• _Set problem_
Print the range of lines that opens with the line containing "Please segment every instance of the yellow" and closes with the last line of the listing. Include both ends; print nothing more.
···
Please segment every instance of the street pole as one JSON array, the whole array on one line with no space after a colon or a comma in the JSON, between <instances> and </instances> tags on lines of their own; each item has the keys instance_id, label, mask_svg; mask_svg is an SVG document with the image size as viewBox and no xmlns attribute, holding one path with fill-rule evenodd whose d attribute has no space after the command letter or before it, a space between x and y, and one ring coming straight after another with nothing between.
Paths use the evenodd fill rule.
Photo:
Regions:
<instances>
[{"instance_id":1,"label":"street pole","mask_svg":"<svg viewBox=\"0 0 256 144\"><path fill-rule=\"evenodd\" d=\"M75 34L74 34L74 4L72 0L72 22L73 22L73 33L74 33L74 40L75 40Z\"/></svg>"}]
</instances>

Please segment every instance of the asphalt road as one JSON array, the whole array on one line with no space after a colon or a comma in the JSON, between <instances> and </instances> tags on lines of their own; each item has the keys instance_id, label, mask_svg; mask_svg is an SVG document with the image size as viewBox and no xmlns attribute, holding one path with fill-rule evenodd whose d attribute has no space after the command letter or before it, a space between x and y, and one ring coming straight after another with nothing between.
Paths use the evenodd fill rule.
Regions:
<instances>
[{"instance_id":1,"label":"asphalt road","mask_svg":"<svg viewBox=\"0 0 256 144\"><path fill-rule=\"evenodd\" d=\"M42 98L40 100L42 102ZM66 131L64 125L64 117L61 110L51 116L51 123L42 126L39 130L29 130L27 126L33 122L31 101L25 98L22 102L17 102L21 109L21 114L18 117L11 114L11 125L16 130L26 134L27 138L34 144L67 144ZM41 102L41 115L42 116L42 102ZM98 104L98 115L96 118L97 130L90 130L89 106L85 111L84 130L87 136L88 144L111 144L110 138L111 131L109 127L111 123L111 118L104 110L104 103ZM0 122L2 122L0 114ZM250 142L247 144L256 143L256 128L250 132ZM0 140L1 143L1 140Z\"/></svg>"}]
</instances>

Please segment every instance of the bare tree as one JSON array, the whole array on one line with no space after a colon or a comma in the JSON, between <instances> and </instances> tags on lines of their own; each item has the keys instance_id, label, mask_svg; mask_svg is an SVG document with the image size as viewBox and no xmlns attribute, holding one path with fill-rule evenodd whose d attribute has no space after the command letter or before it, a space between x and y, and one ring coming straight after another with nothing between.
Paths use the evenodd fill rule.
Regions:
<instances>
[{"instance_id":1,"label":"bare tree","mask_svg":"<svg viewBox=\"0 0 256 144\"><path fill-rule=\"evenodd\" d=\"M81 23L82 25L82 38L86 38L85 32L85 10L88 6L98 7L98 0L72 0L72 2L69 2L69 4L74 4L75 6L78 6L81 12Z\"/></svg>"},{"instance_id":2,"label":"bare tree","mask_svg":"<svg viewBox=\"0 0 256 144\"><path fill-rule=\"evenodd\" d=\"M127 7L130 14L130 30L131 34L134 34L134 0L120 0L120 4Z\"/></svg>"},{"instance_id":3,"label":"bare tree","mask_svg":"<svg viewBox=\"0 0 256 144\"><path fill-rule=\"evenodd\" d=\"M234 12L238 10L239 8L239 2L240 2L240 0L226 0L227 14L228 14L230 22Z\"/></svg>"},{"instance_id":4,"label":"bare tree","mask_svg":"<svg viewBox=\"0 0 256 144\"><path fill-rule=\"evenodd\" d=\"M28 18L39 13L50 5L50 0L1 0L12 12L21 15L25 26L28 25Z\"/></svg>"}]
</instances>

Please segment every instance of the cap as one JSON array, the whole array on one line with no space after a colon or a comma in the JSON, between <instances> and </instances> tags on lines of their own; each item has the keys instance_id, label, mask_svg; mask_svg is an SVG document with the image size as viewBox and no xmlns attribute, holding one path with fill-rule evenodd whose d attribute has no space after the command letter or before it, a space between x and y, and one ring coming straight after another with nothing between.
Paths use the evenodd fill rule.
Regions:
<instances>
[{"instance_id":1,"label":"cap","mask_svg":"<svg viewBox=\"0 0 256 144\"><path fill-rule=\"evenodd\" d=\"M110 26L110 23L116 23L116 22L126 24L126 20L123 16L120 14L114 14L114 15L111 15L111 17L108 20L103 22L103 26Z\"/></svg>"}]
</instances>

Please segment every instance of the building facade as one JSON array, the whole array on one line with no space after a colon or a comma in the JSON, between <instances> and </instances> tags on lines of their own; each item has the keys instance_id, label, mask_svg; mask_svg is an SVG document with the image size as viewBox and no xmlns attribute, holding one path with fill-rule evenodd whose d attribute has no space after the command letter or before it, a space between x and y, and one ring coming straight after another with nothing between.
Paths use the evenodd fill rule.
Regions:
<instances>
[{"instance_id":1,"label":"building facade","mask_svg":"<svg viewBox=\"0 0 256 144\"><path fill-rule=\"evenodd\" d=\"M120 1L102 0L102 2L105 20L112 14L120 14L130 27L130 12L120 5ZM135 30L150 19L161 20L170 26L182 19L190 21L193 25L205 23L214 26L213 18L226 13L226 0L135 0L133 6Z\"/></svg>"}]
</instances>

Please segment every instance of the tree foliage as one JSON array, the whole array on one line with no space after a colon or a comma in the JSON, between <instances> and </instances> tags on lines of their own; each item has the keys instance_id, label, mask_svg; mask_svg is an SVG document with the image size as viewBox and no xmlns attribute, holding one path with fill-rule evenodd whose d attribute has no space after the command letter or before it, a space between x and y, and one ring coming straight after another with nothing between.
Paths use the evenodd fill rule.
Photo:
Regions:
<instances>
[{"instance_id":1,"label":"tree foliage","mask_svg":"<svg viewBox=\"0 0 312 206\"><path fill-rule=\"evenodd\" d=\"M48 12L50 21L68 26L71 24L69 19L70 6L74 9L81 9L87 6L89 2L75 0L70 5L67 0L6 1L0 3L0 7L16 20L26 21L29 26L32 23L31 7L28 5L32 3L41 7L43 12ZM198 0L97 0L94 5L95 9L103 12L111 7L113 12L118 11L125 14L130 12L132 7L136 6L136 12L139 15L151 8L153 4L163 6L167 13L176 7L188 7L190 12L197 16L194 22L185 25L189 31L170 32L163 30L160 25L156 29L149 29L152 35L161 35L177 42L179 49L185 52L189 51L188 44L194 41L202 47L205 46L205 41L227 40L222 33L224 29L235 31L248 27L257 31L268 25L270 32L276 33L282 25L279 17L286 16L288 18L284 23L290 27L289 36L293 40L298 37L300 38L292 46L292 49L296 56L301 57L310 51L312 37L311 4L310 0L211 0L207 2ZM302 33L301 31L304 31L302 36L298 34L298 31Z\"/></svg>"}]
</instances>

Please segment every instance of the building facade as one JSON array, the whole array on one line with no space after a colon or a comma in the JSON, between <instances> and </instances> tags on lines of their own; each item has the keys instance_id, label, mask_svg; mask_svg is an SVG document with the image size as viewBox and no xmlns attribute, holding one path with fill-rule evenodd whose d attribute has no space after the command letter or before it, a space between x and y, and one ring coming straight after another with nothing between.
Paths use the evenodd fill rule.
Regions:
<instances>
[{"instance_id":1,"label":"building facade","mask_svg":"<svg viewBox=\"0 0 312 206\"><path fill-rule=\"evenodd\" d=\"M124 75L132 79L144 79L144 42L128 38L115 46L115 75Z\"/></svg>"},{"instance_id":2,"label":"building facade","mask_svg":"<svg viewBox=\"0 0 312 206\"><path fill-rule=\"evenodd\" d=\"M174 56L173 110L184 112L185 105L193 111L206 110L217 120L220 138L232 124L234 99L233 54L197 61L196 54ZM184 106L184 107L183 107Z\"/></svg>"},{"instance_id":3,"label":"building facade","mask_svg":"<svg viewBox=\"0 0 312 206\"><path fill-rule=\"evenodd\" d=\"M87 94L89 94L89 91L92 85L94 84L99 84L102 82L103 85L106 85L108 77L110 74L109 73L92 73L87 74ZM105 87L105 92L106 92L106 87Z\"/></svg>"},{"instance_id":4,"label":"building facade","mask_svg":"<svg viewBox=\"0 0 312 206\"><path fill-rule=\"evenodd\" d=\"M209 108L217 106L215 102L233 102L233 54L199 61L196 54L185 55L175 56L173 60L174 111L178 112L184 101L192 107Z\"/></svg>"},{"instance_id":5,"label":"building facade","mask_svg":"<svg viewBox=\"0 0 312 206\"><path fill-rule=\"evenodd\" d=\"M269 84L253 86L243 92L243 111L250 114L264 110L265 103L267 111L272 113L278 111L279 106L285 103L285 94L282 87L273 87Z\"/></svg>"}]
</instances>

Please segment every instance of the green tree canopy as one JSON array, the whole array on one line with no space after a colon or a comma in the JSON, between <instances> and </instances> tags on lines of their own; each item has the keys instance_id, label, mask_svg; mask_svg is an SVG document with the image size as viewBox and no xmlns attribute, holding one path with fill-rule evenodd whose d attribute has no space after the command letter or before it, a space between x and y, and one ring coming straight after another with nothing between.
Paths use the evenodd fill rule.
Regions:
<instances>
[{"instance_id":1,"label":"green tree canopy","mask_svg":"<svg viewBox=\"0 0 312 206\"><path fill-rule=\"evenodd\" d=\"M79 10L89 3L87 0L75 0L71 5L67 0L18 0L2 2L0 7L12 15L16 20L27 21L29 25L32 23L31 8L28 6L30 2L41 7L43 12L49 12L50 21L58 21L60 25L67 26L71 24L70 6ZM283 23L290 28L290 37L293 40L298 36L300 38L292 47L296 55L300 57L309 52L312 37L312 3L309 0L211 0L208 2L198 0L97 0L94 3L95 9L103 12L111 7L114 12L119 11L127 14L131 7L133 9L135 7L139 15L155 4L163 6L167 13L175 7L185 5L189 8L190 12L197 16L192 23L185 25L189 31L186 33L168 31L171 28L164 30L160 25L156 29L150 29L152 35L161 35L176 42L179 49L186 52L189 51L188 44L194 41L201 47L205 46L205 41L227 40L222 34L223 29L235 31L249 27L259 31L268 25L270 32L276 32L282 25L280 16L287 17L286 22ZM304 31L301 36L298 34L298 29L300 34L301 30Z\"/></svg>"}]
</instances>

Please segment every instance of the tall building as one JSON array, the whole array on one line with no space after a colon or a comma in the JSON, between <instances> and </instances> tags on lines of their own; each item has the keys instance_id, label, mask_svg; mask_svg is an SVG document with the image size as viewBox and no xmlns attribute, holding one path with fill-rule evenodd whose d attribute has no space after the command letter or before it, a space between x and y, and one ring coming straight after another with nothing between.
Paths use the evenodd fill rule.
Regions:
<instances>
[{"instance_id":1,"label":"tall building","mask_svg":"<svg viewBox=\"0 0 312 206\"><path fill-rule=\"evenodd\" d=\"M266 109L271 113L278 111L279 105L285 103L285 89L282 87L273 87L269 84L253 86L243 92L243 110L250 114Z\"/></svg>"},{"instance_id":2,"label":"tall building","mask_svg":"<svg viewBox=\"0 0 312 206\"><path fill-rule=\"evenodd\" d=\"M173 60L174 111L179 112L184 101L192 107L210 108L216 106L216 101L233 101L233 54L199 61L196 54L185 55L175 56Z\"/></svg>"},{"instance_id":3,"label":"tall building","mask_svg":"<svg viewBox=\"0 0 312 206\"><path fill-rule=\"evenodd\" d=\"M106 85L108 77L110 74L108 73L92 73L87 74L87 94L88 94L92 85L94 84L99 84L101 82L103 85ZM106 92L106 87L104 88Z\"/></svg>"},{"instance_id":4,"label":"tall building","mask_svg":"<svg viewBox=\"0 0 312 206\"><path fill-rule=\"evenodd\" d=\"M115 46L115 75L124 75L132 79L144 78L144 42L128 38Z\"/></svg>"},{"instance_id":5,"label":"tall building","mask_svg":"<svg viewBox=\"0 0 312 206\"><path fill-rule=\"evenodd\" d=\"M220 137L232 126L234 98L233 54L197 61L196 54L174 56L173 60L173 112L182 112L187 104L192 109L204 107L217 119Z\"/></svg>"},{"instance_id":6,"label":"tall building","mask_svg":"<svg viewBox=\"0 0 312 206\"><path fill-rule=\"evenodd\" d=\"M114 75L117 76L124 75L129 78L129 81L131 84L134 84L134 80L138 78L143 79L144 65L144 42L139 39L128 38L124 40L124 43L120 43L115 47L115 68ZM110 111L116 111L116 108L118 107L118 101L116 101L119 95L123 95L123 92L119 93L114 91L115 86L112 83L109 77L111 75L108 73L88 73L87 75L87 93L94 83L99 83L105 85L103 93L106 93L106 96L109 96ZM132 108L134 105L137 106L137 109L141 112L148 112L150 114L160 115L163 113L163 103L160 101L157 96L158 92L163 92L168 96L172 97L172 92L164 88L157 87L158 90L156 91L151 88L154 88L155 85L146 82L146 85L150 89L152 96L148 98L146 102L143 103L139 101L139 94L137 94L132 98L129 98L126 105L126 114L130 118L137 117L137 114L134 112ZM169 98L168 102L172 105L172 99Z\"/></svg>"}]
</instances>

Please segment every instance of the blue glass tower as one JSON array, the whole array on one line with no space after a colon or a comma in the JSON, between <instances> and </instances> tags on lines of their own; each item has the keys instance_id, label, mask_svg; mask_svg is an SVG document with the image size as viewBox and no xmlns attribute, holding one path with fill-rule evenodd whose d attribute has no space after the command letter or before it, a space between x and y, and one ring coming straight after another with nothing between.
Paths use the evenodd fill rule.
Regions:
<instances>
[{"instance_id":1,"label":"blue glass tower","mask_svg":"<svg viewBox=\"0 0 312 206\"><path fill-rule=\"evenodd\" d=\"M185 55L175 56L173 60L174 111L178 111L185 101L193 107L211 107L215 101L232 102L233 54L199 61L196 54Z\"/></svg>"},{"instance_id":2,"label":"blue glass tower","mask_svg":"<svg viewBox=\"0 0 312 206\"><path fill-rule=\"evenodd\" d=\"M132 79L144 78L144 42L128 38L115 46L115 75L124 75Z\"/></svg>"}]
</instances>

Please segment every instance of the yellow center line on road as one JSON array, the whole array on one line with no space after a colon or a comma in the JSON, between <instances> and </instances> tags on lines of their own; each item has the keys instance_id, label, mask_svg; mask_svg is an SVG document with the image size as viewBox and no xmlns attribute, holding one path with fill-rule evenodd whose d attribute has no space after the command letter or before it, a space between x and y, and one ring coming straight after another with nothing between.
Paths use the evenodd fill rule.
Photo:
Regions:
···
• _Full answer_
Please segment every instance of the yellow center line on road as one JSON array, the whole array on one line with no space after a colon or a comma in the JSON, between <instances> and </instances> tags on lines of their own; each item has the keys instance_id, label, mask_svg; mask_svg is an SVG document with the image size as viewBox and no xmlns attribute, holding one path with fill-rule evenodd whose d attribute has no space after the command letter or before it, a space between x and y, and one ring coming straight after another with nothing between.
Paths use the evenodd fill rule.
Photo:
Regions:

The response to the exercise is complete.